THE TASK :: How many lines in the data below contain the string "segment"? Case counts. Reply with the number only.

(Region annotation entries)
....

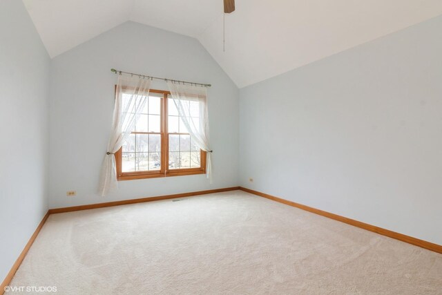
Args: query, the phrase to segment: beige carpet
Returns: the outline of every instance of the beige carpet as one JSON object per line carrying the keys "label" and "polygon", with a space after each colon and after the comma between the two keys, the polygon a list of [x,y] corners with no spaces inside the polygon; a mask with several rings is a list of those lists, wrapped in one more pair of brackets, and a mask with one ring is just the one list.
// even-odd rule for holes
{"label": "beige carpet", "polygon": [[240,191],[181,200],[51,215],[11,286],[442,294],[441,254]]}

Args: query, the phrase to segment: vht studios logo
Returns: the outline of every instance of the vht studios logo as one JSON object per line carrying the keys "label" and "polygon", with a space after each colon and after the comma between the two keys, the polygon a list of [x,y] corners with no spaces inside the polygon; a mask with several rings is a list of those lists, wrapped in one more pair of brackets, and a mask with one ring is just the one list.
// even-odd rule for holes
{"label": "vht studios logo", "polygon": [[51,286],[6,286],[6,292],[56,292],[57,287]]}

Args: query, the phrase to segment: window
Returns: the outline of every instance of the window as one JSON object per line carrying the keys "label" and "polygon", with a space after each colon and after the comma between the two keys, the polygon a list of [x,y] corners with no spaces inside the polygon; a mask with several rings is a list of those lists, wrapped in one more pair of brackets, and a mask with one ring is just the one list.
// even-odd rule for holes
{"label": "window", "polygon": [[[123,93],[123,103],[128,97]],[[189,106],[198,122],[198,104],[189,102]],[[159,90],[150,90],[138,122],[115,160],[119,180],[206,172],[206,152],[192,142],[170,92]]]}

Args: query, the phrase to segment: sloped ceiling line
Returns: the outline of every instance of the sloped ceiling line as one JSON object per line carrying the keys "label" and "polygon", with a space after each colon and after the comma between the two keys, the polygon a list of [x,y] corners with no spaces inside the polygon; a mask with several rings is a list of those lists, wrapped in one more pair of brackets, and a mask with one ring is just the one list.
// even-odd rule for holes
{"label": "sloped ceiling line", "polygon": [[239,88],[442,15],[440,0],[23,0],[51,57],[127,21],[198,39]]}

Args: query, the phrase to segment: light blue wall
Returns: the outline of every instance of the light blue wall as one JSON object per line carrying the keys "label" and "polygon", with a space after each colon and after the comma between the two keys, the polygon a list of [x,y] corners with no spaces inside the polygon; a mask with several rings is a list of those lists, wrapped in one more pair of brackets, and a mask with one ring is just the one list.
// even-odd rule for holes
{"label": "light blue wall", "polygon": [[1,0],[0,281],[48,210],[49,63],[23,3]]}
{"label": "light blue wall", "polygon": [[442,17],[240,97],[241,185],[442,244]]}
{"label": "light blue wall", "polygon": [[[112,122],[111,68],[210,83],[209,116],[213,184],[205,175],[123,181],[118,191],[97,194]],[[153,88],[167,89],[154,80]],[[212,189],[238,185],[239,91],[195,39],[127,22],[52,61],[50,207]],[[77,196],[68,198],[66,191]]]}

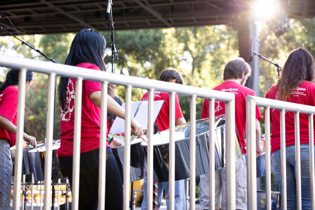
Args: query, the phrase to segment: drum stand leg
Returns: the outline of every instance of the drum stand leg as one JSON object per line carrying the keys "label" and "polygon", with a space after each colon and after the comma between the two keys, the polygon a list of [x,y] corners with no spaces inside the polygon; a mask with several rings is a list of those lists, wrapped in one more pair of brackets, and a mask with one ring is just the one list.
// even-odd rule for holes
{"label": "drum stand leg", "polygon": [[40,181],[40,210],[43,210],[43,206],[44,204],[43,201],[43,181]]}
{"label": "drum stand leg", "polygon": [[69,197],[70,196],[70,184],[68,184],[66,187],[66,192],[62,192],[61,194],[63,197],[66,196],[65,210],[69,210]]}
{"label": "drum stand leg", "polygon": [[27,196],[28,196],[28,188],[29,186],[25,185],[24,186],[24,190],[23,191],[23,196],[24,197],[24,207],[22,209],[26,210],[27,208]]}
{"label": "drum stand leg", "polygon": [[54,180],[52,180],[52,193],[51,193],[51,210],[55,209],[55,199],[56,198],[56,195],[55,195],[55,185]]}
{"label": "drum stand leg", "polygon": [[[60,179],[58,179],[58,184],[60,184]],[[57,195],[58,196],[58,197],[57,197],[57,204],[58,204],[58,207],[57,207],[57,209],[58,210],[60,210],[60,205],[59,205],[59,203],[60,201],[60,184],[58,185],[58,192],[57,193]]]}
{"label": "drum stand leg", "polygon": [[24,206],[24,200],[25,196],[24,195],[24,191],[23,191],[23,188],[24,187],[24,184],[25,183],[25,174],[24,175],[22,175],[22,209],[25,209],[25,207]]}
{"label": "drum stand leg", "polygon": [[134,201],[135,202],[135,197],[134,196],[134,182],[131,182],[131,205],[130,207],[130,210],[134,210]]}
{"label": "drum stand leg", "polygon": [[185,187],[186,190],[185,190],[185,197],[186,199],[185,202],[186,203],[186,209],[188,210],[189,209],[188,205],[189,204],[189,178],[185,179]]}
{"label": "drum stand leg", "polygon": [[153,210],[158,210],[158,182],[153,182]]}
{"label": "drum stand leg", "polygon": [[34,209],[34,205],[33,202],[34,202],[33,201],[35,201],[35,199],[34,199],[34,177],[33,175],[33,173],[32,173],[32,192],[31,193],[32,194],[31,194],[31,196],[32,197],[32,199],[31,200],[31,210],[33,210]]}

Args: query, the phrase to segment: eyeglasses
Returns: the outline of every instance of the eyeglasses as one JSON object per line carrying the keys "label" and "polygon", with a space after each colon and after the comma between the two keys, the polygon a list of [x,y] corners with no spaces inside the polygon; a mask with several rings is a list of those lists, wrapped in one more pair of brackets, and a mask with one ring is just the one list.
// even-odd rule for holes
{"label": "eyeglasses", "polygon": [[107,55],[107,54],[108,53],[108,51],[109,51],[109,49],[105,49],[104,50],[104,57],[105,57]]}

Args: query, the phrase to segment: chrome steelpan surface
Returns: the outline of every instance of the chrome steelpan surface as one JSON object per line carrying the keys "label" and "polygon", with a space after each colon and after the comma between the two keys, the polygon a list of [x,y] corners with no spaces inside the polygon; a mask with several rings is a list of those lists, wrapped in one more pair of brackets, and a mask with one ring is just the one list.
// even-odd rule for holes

....

COMPLETED EXERCISE :: 8